[Records from a data source]
-- Start --
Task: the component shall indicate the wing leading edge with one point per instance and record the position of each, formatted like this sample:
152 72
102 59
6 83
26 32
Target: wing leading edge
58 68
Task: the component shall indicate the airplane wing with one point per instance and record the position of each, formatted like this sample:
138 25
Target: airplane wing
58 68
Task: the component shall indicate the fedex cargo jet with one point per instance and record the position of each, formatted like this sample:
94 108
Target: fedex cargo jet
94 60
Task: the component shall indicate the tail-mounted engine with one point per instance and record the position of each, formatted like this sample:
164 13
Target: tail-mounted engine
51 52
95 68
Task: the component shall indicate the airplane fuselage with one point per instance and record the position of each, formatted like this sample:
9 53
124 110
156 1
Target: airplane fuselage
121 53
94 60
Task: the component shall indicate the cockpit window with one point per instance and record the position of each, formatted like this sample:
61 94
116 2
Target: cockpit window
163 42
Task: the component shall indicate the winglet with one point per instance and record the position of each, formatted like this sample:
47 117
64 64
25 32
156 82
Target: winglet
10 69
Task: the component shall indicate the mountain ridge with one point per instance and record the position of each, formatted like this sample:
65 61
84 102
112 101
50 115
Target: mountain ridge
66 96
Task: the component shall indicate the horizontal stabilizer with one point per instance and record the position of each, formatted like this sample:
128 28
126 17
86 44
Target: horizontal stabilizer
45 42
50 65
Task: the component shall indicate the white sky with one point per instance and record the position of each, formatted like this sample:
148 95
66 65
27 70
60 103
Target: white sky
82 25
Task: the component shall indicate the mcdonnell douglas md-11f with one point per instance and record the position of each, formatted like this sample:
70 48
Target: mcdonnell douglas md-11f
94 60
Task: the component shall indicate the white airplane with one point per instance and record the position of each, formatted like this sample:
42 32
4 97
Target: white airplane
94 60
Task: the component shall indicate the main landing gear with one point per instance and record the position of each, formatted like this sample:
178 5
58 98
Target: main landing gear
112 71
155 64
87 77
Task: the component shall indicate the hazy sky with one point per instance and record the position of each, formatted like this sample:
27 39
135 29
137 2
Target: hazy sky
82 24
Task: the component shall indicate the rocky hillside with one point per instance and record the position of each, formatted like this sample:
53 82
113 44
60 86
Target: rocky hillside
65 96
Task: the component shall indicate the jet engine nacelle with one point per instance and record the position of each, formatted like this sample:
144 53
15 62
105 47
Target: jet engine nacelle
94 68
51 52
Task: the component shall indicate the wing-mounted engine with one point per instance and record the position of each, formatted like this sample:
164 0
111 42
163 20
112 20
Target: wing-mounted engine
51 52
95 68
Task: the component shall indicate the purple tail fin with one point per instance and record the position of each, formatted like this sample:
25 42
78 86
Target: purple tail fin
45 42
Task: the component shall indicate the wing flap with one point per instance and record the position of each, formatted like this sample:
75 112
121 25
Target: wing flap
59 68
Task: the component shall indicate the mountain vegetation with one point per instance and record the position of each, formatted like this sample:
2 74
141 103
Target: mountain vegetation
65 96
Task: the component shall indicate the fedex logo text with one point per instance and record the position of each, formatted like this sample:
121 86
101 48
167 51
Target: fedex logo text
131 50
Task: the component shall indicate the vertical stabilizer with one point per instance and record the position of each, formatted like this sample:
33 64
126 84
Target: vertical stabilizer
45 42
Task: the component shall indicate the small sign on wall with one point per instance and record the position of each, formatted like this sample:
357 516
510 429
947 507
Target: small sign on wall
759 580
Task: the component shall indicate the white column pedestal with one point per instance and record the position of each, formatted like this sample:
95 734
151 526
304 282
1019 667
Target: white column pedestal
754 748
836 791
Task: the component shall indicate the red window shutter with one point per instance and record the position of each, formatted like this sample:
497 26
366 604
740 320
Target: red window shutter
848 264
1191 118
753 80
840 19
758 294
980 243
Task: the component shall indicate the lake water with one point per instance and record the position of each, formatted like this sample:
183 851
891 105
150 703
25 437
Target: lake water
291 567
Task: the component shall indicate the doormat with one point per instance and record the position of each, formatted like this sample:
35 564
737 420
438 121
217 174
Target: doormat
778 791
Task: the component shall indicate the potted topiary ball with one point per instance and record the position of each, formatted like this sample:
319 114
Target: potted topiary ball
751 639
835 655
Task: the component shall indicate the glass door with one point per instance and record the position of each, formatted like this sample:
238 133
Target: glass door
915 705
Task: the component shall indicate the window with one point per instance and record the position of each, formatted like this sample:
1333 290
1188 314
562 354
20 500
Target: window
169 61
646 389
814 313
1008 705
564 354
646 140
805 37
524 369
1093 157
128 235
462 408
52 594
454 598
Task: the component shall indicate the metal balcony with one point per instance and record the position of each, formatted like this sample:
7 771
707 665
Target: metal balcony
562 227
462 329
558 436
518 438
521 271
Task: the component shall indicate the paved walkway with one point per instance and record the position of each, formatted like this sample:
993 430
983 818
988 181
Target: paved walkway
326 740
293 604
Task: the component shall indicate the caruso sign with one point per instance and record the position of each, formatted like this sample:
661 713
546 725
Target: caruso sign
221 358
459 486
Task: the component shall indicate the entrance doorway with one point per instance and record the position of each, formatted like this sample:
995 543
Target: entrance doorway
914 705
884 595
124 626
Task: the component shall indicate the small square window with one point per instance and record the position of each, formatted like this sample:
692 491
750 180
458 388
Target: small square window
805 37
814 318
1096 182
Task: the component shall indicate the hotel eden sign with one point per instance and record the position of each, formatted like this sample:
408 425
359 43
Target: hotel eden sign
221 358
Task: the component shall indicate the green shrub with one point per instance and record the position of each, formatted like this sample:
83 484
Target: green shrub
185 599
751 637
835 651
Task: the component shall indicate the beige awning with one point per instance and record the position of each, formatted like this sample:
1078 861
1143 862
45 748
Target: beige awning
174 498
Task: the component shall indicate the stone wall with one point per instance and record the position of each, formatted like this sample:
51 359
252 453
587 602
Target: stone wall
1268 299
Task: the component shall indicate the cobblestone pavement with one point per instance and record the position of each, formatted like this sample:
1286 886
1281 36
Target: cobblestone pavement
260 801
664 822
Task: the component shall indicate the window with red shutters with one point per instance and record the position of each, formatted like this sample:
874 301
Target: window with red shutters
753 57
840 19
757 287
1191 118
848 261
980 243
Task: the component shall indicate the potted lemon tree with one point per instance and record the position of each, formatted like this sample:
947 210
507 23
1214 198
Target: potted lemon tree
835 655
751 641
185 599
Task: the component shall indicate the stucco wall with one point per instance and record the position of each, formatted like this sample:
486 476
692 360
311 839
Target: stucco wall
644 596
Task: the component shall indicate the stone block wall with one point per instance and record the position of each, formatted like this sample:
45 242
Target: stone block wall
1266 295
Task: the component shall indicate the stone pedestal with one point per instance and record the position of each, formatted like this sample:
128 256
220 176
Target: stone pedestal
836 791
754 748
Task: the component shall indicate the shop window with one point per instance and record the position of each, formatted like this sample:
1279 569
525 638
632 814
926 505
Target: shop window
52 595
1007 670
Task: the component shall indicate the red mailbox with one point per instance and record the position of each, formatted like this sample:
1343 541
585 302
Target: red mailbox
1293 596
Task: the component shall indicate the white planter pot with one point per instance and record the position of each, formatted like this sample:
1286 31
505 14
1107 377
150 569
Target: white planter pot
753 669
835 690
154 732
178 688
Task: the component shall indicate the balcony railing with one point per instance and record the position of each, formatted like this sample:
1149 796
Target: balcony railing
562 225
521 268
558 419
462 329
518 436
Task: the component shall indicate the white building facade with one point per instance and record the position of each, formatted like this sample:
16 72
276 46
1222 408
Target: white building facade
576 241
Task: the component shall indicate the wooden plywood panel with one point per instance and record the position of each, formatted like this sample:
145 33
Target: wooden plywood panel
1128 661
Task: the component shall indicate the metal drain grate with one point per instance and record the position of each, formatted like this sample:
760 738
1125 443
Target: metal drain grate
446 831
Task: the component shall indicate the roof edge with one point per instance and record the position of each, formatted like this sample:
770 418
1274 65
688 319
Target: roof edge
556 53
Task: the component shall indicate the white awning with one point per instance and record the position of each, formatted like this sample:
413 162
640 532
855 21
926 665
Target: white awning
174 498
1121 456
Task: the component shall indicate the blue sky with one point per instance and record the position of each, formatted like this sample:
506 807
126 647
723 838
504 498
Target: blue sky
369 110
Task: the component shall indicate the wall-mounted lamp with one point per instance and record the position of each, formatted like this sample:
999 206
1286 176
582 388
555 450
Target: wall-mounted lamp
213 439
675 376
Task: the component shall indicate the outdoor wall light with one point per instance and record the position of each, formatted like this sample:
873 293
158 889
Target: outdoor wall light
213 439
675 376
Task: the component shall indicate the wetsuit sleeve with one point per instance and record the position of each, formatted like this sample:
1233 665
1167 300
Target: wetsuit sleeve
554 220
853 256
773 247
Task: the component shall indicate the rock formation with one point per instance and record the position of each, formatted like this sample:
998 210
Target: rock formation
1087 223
-- End --
WHAT TO WORK ON:
Can you rewrite everything from the line containing "Task: the component shall indicate the wall-mounted" down to the end of the records as a JSON list of strings, one string per line and blank lines left out?

TASK OUTPUT:
[
  "Task: the component shall indicate the wall-mounted lamp with one point per instance and record the position of each, formatted like this sample:",
  "999 206",
  "1286 176",
  "582 388",
  "555 450",
  "Target: wall-mounted lamp",
  "213 439",
  "675 376",
  "Task: the component shall indicate the outdoor wall light with one point per instance and record the position of each, formatted like this sample:",
  "873 293",
  "158 889",
  "Target: outdoor wall light",
  "213 439",
  "675 376",
  "Task: the component shall indicate the wetsuit sleeve with one point per instance and record the position of each, formatted like this sample:",
  "1233 665",
  "1167 300",
  "Target: wetsuit sleeve",
  "554 220",
  "853 256",
  "773 247",
  "Task: the component shall indicate the rock formation with one point per instance and record the position of each, formatted like this sample:",
  "998 210",
  "Target: rock formation",
  "1087 223"
]